**Do this:** Only the run of lines from the one containing "Objective: locate each instance of the pile" through the last line should be returned, exactly as written.

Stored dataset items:
____

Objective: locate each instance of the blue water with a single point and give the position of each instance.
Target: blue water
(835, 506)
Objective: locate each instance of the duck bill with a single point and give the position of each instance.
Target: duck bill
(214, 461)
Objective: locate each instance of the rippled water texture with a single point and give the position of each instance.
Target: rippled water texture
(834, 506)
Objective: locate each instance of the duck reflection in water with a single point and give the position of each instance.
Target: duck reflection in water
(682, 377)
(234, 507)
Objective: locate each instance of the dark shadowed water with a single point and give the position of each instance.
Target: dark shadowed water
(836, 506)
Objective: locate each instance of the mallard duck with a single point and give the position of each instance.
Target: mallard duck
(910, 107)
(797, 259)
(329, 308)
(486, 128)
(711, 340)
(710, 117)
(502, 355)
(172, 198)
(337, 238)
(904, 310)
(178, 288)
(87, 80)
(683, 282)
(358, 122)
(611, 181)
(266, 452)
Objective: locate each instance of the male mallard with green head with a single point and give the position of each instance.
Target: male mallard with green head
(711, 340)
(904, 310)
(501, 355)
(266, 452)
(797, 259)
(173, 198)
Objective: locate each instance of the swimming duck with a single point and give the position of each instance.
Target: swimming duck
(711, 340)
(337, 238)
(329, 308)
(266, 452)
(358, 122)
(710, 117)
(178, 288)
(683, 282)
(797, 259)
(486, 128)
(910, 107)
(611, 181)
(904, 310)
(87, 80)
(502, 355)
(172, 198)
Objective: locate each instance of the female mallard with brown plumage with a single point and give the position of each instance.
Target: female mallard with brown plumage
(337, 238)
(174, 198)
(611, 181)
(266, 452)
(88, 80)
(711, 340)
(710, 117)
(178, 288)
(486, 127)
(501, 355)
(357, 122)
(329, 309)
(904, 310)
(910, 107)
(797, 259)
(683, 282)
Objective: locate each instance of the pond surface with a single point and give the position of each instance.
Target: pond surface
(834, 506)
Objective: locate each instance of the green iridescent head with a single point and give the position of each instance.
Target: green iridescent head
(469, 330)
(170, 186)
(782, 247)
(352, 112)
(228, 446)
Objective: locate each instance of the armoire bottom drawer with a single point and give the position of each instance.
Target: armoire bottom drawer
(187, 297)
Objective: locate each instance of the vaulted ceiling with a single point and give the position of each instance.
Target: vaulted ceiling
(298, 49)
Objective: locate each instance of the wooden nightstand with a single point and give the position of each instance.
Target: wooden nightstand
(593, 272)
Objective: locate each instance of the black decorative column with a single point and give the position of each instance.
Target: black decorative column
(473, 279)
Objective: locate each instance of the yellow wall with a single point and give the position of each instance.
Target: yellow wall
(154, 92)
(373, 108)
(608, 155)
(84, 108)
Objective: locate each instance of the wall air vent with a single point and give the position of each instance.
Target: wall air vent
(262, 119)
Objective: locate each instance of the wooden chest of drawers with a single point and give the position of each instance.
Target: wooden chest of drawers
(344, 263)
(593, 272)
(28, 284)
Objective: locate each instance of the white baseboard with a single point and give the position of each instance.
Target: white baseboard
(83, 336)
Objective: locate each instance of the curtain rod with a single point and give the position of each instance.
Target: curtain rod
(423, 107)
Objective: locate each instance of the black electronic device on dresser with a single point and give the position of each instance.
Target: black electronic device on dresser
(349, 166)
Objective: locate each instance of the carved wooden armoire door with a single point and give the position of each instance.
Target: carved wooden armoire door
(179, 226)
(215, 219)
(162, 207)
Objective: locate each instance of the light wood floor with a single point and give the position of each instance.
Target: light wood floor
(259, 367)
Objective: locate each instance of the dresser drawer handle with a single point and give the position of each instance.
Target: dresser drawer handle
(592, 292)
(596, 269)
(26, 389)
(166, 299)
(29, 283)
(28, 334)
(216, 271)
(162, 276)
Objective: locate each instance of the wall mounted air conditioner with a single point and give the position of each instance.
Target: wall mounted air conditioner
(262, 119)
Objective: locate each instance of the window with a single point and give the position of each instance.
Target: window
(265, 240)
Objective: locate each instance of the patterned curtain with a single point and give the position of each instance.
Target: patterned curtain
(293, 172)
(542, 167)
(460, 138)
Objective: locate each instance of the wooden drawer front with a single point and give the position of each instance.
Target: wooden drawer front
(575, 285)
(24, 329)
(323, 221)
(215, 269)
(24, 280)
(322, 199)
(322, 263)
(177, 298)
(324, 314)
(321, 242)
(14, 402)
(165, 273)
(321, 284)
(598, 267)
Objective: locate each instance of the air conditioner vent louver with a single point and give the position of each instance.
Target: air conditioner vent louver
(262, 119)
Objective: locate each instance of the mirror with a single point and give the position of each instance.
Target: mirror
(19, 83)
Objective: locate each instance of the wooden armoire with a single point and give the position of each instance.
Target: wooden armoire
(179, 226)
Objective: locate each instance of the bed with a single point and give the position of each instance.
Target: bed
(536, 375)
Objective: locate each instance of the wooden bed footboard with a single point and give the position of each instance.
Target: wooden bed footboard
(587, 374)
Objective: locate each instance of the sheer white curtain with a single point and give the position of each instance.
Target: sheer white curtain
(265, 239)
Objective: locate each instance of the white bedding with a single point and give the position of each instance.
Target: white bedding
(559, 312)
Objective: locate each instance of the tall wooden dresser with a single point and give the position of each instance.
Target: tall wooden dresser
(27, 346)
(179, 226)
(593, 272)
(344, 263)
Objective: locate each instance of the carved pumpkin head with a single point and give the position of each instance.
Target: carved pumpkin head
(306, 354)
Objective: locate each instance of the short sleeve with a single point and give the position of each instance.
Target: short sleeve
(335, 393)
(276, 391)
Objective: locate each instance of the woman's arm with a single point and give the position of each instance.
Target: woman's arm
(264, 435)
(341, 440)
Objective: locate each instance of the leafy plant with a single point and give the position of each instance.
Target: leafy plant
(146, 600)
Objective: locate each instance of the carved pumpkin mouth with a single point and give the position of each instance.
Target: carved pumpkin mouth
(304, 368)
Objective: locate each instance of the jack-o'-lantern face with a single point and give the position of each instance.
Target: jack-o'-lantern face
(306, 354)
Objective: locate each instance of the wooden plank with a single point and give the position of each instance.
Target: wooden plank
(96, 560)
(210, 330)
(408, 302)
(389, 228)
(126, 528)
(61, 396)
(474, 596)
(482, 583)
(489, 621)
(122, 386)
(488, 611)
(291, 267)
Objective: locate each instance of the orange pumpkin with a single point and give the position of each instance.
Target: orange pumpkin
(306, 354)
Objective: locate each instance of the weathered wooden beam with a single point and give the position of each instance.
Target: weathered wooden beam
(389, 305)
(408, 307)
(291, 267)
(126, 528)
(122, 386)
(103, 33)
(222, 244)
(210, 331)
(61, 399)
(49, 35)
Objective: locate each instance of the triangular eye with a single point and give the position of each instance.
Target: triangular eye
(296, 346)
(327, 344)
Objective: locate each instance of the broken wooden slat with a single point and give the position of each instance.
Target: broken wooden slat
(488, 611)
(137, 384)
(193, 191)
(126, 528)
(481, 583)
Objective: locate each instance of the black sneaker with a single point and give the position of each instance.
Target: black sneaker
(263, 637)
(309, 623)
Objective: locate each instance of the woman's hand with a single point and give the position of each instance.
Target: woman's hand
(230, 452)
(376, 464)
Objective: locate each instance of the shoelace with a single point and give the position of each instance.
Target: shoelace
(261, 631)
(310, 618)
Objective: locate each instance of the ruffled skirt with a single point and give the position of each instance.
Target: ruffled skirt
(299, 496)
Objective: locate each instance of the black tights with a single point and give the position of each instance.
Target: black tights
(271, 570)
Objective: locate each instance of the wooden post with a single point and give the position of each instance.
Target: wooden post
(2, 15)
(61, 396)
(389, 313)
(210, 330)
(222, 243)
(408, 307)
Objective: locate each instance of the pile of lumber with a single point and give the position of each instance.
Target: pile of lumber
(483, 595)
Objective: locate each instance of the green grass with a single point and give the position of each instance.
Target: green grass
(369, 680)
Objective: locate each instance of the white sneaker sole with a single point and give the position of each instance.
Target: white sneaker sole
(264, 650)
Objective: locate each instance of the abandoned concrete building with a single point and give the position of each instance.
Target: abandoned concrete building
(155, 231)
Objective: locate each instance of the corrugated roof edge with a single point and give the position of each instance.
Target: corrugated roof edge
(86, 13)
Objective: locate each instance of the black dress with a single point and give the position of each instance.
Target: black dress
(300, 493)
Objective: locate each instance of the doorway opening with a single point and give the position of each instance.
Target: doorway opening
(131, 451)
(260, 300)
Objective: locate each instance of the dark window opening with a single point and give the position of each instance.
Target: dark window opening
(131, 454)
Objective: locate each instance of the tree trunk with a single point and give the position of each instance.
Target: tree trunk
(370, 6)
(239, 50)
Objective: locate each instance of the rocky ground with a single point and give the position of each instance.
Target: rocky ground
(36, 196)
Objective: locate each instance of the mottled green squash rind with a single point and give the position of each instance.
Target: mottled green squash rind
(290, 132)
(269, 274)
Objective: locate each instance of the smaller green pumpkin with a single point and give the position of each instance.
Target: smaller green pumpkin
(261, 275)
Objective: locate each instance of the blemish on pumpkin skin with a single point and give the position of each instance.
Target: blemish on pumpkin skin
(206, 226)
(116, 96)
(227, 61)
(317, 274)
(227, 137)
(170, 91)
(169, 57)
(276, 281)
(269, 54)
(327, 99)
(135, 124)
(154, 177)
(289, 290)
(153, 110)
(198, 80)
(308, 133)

____

**Exercise output:**
Objective: locate each instance of the pile of lumber with a single point and give the position of each instance.
Target: pile of lumber
(483, 595)
Objective: locate each instance of the green grass with a single point and give the position of each instance.
Target: green grass
(369, 680)
Objective: locate each instance of the white sneaker sole with a single point and give the position of each instance.
Target: white sneaker sole
(264, 650)
Objective: locate each instance of the abandoned concrete building with a single point and give the position of each instance.
Target: abandoned concrete building
(155, 231)
Objective: locate each instance of the corrugated roof edge with a single point and give the position of each instance.
Target: corrugated roof edge
(86, 13)
Objective: locate each instance of the black dress with a single point and give the position of each instance.
Target: black dress
(300, 493)
Objective: locate each instance of the doorway opening with a single point and give the position of each instance.
Target: doorway opening
(131, 451)
(260, 300)
Objective: locate each instance of the dark window opening with a single point and give the position of each instance.
Target: dark window opening
(131, 454)
Objective: locate each instance of the tree trunk with a single point and give the position of each instance.
Target: tree trunk
(370, 6)
(239, 50)
Objective: locate each instance of the rocky ground with a single point and give the position of each instance.
Target: rocky ground
(36, 196)
Objective: locate each instance of the mottled green squash rind with a single point and give the position of each instance.
Target: mottled green squash rind
(290, 132)
(269, 274)
Objective: locate each instance of the smaller green pumpkin with a single point and give the position of each instance.
Target: smaller green pumpkin
(261, 275)
Objective: locate each instance of the blemish on pumpkin skin with a single point and give the position of each instance.
Target: blemish on pumpkin skin
(206, 226)
(116, 96)
(227, 61)
(317, 274)
(227, 137)
(170, 91)
(169, 57)
(276, 281)
(269, 54)
(327, 99)
(135, 124)
(154, 177)
(289, 290)
(153, 110)
(198, 80)
(308, 133)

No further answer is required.